- _TASK DETAILS_: Reproduce the entries below without alteration, beginning with the line containing "Target: red damaged car" and continuing through the line containing "(1162, 253)", both included.

>> Begin

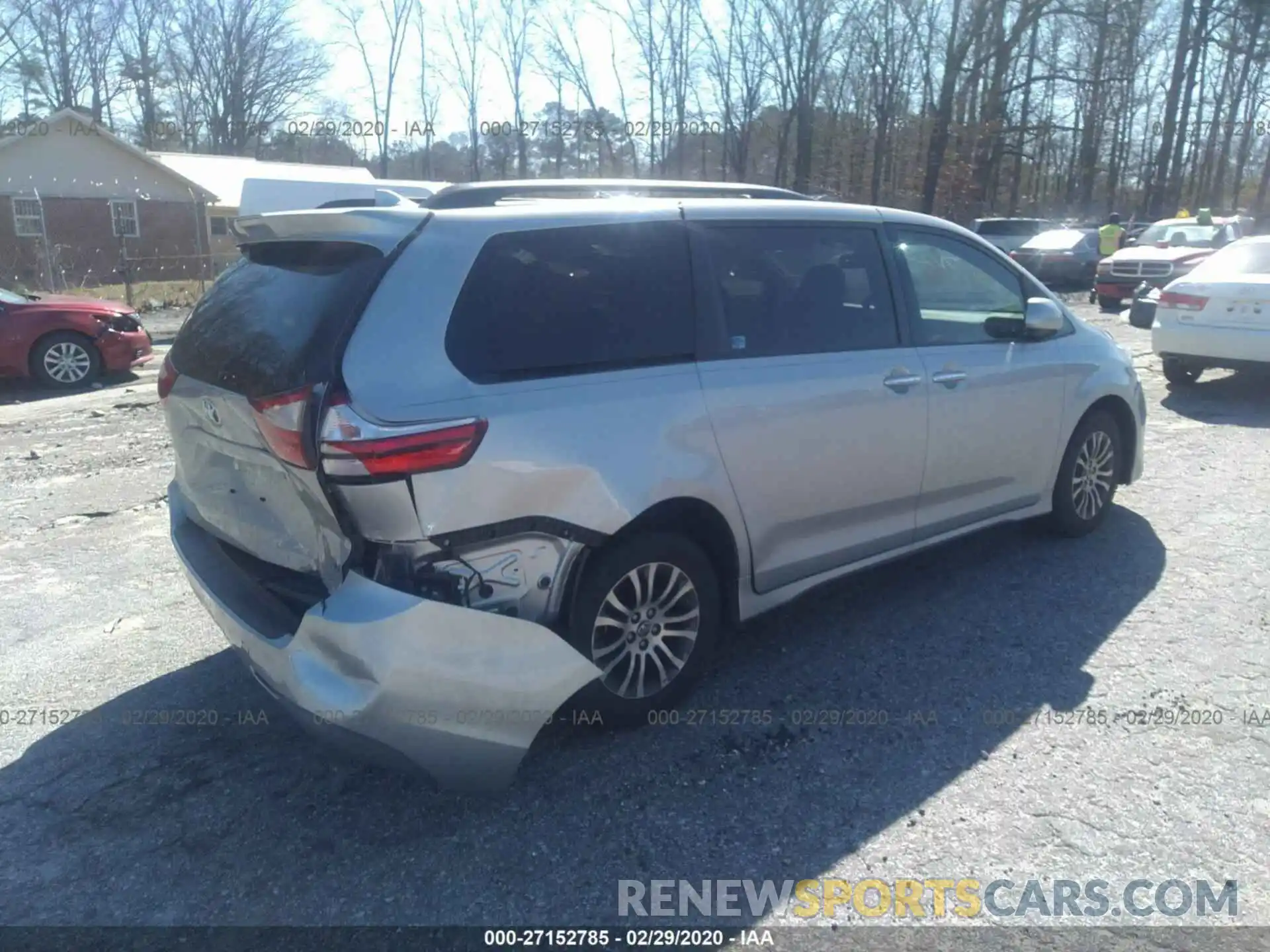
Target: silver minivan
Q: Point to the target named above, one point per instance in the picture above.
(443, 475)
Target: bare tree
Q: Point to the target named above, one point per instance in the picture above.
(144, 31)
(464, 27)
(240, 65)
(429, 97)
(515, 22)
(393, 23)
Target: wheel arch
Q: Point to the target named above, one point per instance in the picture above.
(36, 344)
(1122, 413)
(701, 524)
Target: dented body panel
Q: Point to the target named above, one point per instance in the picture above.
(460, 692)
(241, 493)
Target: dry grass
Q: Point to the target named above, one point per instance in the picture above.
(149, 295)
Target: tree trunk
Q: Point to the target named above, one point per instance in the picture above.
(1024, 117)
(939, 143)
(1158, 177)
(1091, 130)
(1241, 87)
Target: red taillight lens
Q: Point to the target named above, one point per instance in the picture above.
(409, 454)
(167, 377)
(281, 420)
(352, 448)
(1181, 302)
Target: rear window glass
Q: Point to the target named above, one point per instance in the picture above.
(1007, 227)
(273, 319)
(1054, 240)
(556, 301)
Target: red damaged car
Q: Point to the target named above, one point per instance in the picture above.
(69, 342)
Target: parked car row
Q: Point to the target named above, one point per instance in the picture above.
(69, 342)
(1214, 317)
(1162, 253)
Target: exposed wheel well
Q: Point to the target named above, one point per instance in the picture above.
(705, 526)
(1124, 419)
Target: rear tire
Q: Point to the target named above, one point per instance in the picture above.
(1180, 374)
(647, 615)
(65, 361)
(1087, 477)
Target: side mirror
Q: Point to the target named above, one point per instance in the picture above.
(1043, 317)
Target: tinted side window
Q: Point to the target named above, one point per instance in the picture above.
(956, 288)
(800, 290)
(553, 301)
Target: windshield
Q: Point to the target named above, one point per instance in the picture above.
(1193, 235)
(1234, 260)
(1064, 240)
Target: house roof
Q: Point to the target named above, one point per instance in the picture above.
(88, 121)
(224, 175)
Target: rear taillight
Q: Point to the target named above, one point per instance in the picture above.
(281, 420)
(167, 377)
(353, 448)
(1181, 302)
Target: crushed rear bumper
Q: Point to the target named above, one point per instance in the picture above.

>> End
>> Begin

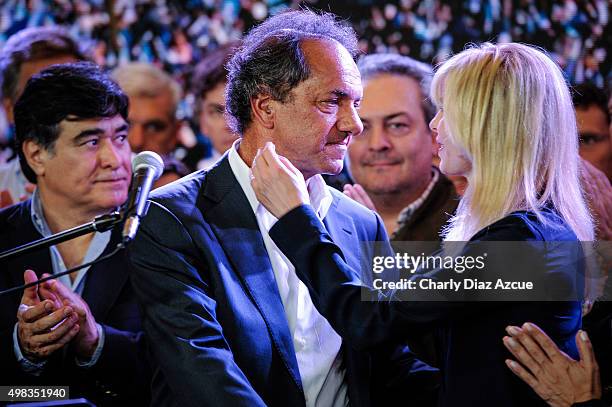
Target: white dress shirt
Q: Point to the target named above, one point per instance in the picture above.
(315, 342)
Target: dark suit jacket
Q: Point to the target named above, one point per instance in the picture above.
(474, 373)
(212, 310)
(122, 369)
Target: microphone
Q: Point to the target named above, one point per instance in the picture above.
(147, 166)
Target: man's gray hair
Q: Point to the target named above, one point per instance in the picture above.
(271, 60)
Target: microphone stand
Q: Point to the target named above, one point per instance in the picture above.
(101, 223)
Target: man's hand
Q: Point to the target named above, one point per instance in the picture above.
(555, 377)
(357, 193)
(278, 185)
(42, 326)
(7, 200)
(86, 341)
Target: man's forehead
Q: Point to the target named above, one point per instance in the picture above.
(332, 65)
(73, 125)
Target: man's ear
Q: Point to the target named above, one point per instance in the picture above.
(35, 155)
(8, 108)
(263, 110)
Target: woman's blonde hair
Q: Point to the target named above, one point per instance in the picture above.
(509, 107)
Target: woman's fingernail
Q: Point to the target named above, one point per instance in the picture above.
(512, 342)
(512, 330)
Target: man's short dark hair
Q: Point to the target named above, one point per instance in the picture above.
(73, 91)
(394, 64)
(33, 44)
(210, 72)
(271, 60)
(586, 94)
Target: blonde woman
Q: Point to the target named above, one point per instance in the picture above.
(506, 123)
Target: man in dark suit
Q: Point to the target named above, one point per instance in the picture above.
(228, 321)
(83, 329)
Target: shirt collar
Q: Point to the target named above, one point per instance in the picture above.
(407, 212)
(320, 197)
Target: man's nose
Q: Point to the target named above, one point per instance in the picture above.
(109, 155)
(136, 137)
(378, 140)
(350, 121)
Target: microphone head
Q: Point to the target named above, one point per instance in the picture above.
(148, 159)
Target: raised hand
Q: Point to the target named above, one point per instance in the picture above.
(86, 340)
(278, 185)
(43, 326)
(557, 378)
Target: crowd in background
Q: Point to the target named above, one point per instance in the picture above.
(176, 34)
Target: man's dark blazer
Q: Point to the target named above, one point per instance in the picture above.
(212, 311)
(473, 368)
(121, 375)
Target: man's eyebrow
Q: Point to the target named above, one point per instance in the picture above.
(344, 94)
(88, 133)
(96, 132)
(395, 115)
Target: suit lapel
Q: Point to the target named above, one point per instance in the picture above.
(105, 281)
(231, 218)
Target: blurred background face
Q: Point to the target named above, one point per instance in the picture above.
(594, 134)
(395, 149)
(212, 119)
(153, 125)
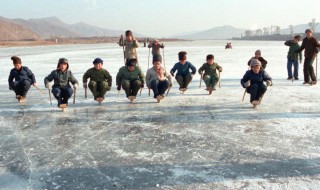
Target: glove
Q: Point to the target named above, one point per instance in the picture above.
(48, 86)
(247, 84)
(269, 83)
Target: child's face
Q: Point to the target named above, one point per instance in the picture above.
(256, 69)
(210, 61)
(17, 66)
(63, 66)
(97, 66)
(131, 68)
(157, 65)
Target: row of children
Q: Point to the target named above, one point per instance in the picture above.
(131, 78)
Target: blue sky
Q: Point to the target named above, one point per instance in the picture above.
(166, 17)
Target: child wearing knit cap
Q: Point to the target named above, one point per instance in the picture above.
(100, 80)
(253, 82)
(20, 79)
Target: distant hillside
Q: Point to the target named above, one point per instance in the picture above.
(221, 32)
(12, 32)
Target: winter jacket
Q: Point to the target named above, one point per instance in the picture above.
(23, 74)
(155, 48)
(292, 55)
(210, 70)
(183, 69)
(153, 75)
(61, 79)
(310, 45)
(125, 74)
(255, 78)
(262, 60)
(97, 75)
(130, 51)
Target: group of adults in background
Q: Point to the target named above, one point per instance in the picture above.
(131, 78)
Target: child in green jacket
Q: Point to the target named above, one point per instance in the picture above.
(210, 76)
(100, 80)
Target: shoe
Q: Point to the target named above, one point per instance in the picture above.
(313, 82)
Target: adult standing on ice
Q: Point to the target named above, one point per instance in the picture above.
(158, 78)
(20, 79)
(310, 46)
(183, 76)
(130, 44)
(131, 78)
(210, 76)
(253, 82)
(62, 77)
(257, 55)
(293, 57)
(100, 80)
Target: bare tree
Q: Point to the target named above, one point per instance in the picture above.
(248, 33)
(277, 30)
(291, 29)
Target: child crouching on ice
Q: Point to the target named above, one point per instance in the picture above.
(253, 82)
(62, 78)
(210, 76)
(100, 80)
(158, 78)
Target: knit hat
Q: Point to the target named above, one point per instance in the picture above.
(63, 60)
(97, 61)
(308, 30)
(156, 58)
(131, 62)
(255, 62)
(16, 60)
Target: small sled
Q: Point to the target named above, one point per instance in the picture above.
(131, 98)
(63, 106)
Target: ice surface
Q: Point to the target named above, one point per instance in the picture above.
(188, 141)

>> End
>> Begin

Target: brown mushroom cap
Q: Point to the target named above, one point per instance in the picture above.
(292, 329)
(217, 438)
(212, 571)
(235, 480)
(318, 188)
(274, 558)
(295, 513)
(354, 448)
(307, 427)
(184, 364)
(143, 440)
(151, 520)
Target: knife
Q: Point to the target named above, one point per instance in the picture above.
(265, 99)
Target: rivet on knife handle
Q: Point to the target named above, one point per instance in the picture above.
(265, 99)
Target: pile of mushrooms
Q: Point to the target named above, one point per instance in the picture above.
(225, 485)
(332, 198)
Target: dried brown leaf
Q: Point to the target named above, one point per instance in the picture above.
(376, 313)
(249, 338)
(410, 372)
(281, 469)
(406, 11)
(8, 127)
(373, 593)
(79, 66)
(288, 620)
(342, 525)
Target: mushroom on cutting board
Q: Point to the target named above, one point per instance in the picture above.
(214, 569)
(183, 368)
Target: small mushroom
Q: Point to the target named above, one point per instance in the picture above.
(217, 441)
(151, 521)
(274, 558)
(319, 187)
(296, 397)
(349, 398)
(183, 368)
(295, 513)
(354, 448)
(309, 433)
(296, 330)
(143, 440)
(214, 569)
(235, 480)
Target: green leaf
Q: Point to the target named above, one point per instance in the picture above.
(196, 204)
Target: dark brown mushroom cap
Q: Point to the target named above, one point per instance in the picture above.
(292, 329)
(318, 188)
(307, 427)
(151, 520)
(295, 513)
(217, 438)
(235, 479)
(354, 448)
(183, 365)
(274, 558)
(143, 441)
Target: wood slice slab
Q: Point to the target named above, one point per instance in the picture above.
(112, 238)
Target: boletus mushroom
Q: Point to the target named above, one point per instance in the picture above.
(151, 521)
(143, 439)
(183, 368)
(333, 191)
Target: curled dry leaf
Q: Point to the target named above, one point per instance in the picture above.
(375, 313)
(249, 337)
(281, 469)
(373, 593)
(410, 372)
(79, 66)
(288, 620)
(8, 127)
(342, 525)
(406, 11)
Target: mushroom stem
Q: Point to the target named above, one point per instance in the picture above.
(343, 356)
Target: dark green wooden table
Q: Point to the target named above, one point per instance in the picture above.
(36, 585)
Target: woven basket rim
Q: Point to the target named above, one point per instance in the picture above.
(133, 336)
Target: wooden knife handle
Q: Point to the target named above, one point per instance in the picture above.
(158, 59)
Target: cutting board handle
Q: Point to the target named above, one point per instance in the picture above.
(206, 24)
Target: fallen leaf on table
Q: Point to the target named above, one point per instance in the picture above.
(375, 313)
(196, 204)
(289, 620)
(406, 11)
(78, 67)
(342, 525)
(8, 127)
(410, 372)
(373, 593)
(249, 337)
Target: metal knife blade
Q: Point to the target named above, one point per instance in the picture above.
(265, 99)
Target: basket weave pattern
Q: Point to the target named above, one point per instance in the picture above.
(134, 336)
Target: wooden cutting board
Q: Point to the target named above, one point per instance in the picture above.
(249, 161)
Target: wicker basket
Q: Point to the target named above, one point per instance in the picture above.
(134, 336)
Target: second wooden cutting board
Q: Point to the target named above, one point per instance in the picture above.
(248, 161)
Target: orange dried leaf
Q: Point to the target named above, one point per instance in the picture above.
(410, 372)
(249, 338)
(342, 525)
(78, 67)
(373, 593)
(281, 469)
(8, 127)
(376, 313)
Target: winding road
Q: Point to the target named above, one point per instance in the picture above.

>> End

- _SOLUTION_:
Target: red damaged car
Q: Point to the target named above, one point per instance in the picture above.
(69, 342)
Target: parked car row
Q: Point to the target named above, one point per instance in the picture above.
(69, 342)
(1214, 317)
(1162, 253)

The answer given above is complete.